▶

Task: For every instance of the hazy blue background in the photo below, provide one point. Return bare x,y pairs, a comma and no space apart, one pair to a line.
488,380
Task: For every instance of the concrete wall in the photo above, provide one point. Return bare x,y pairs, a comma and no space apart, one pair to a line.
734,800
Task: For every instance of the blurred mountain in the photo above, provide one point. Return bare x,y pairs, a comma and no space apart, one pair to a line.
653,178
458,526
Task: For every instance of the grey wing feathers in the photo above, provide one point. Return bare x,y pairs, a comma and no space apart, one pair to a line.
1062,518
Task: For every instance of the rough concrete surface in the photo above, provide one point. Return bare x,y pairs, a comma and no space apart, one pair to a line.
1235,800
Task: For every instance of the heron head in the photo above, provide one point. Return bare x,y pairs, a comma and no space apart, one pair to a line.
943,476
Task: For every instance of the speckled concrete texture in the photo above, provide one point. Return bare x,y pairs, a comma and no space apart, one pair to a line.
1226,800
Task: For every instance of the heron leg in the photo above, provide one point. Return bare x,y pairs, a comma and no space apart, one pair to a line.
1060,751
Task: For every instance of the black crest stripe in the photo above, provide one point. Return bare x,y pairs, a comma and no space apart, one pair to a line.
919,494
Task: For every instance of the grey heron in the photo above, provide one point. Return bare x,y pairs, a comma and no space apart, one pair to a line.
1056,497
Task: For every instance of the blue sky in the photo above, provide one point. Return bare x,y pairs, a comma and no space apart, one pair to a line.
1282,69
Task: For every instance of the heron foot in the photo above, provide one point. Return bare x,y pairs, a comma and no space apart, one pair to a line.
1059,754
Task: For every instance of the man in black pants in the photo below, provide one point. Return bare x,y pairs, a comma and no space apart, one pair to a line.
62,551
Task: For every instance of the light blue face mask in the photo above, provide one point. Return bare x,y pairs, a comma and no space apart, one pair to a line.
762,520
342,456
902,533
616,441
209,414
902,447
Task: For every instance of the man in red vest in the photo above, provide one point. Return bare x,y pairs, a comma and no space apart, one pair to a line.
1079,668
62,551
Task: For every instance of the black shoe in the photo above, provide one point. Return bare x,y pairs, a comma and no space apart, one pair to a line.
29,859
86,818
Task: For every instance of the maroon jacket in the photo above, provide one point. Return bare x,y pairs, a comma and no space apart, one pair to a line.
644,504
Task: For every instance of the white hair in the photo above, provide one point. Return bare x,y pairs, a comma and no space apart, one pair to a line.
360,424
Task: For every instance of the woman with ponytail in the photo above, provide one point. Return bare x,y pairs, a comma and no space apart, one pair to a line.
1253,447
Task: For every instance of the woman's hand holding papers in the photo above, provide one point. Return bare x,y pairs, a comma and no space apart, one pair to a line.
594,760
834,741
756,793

◀

● **Exercise**
When you reach the line containing "Task: For every instance of the man in black" in the listing, transcribe it and every line after it exactly, through the last line, and add nothing.

● **Result below**
Task: For every instance of the man in black pants in the photo below, provide one point. Return bare x,y pairs, a comma and no space apart, one pair to a line.
62,551
Task: For every instance of the light blue face mask in the photo above, provide one point. Return bare x,y pairs, a comma and no space apart, one pair to a line.
762,520
342,456
902,533
616,441
209,414
902,447
Task: For every instance of the man in red vest in the photo above, provide one point. Return bare x,y pairs, a comma and no space apart, one pair to a line.
1079,668
62,551
Task: For every instance of the black shoe in the photo above, provide one point. Return bare x,y pairs, a comma and no space apart, one pair to a line.
29,859
86,818
Task: For every instance of the maroon jacket in the photo above, provide one point. Return bare x,y pairs, a comma and no space apart, one pair to a line.
644,504
Task: For every instance of the white hair in the photo above, provide one point. Return bare x,y pairs, a comma and no space apart, one pair to a line.
360,424
Task: For every instance of the woman with ponytail in the photo above, provide one point. Return bare x,y pairs, a comma and no space apart, one pair to a line.
1253,447
Task: For every instance of the woman's hand holding papers in the photo above, provide one point. Return bare x,y pairs, a comma and no space apart, one pair to a line.
594,760
834,741
756,793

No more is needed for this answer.